*** Opening of RECORDS SUPPLIED ***

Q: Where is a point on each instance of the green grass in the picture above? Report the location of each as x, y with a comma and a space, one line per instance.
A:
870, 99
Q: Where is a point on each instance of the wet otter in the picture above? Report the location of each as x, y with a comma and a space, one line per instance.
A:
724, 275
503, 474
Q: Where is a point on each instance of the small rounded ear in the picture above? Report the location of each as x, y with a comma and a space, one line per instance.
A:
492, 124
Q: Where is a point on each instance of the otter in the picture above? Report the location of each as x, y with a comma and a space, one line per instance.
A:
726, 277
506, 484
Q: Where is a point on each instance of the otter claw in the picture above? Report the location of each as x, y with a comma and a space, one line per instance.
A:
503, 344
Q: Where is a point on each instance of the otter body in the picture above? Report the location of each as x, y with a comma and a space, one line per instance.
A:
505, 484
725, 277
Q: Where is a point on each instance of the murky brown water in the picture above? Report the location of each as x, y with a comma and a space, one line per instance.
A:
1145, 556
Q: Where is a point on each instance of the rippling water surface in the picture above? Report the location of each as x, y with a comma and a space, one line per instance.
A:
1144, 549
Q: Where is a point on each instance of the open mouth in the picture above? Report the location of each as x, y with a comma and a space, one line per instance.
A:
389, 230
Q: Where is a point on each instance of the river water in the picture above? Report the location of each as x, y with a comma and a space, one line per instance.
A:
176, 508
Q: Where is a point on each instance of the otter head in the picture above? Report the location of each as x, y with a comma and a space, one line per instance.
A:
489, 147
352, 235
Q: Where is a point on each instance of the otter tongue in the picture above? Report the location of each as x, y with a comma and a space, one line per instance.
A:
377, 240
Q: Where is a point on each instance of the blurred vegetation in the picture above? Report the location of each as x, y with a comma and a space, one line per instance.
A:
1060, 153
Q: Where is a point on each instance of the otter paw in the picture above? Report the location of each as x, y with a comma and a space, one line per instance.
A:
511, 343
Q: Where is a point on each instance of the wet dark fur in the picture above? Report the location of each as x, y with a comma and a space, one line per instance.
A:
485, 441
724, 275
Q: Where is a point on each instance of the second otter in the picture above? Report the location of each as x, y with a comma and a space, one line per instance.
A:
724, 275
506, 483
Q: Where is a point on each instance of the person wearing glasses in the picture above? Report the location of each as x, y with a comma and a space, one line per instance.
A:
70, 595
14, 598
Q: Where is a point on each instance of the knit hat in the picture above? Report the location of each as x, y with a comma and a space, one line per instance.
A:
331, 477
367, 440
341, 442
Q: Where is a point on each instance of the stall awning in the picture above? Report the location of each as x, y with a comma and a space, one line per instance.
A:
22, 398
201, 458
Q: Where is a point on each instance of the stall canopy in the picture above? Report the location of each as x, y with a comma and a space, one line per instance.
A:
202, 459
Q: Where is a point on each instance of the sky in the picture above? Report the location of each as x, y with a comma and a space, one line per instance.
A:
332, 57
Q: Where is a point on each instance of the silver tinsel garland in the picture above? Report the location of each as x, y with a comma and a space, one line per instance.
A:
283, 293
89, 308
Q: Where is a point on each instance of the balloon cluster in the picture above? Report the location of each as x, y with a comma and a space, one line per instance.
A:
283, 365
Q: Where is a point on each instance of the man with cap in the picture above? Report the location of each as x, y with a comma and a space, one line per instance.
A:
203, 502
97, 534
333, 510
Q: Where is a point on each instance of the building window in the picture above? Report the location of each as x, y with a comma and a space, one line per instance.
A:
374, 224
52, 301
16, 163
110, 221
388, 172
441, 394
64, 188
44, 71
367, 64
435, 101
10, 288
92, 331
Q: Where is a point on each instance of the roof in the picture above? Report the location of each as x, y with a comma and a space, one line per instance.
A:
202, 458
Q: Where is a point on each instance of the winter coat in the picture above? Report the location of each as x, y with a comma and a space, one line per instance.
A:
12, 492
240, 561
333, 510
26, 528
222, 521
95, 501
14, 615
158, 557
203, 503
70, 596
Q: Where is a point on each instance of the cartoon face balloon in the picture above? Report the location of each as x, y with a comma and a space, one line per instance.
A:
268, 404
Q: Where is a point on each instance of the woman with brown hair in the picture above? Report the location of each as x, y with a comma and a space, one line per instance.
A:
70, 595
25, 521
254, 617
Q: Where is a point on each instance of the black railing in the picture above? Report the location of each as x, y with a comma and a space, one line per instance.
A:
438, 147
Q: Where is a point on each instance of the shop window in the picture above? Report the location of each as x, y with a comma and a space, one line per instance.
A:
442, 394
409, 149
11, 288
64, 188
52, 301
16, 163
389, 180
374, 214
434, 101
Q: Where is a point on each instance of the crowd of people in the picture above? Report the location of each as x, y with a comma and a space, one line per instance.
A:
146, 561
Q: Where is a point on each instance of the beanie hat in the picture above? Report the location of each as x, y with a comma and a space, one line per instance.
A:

*** Close of RECORDS SUPPLIED ***

WORK INSTRUCTIONS
Transcribe all of the records above without altering anything.

EXERCISE SOLUTION
Q: Where is a point on each instance of the green grass in the picture above? Report the location of each as x, y with a comma and a space, one line per instance.
A:
870, 99
Q: Where is a point on each instance of the wet otter in the picture above? Report the location of each as x, y with a comma and a space, one line per instance.
A:
724, 275
503, 474
Q: Where is a point on each instance of the small rounded ear in the picture above? Report the location of each as x, y with a comma and a space, one line per instance.
A:
492, 124
Q: Where is a point on each instance of the otter in the picture above? Report the location of each as x, y with a comma and a space, one line per instance.
A:
726, 277
506, 484
Q: Where is a point on each instance of the otter claw in the picture above? Report the location of each as x, y with a comma and a space, one line per instance.
A:
503, 344
Q: Where is a point on each instance of the otter body in the picture above? Report the location of each as x, y with a comma and a space, one line per instance.
A:
505, 484
725, 277
Q: Where is a point on each instance of the murky brown water in the picture above? Report the location of each as x, y with a comma and a space, one line per instance.
A:
1145, 556
Q: Where is a point on each instance of the rippling water surface in the picture above? Report the location of each as x, y with a comma and a space, one line per instance.
A:
1144, 549
Q: Where is a point on each instance of the open mouth in the picture above? Report the location of each as x, y with a comma and a space, one line per instance.
A:
389, 230
Q: Where is a point on each instance of the river water in the picture above? Report the location of each as x, y with a comma and a space, one line per instance.
A:
176, 508
Q: Where is a point on each instance of the otter head in the picture above? Report the location of each as x, y with a comma and a space, one line per instance.
A:
489, 147
352, 235
Q: Where is a point on each instance of the otter tongue in the picture above? Report the location of each as x, y with a comma and a space, one line per instance.
A:
377, 240
Q: Where is a point on each instance of the blurred vegetation in the picture above? Report the location of each as x, y with a comma and a space, one line per instance.
A:
1060, 153
Q: Where is a point on each instance of the otter paw in the picture above? Report the location of each as x, y with a comma and a space, one line per instance.
A:
511, 343
Q: Where is a point on each instance of the wet dark fur in the picture above? Report the location of each as x, y with a comma and a space, one line per instance.
A:
485, 441
724, 275
Q: Where is a point on each instance of the second otter in the picture above? Report the location of each as x, y with a comma and a space, one line per instance.
A:
724, 275
506, 483
Q: Where is a point on each instance of the person wearing glasses in the picture above? Report the location of each as x, y with a comma and a space, one line per instance.
A:
70, 595
14, 598
Q: Where is a point on each instance of the knit hat in the picture above? Report the location of each as x, y with a comma and a space, one line per instance.
A:
331, 477
367, 440
341, 442
Q: Where is a point on each instance of the stall awning in the picture above? Report the location of each as x, y with a comma and a space, one line per instance.
A:
22, 398
201, 458
Q: Where is a point on each instance of the stall canopy in the picture above? Report the location of each as x, y with a comma and a space, one line per instance.
A:
202, 459
Q: Where is a point on each instance of the sky in the picture above? Report the location of each as x, y with a comma and a space, one line per instance.
A:
332, 57
Q: Where is a point on each instance of the silver tinsel garland in the picture above? Report the location of each as x, y with a comma and a space, one line per instance.
A:
283, 293
89, 308
Q: Where is a point on each instance of the balloon cluster in the picture above? Report the location of each as x, y with a comma and a space, one line per instance.
A:
283, 365
Q: Where is a point on each instance of the man with cap in the picture above? Report the location of each as x, y with a comma and a space, one line per instance.
A:
203, 502
97, 534
333, 510
Q: Where is a point on each instance of the building window in the picture above? Report the location of each as x, y with a comma and a space, one line per instance.
A:
374, 224
52, 301
16, 163
110, 221
388, 172
441, 394
64, 188
44, 71
367, 64
435, 101
10, 288
92, 331
Q: Where is a point on each instance of the roof in the picture above? Report the location of each as x, y with a comma and a space, one line per instance.
A:
202, 458
Q: Where is a point on each instance of the winter coat in the picture above? Report the location of each as x, y with a comma and a space, one line per instance.
A:
12, 492
240, 561
333, 510
26, 528
222, 521
95, 501
14, 615
158, 557
203, 503
70, 596
Q: Where is a point on each instance of the cartoon face balloon in the picture above? Report the location of each as x, y with a comma and a space, one line per instance.
A:
268, 404
Q: Where is a point on each instance of the woman with brown hair in the picture above? Report the location of each as x, y with a comma and a space, one line per instance.
A:
70, 595
25, 521
254, 617
Q: Where is a point on each instance of the black railing in the picture above? Report the location of each as x, y with a comma and a space, one line per instance.
A:
438, 147
Q: Where is a point on each instance of the shop window in the picture above? Report the location of each as x, y with a comma and a space, one line per instance.
A:
442, 394
409, 149
11, 288
64, 188
52, 301
16, 163
389, 180
374, 214
434, 101
Q: Where is a point on each instance of the crowd of people in the picture above? Report the location of each as x, y with a comma and a space, one line per instance.
A:
146, 561
Q: Where is a point on each instance of the beanie hat in the picture above? Report the location of each as x, y with a comma and a space, one line per instance.
A:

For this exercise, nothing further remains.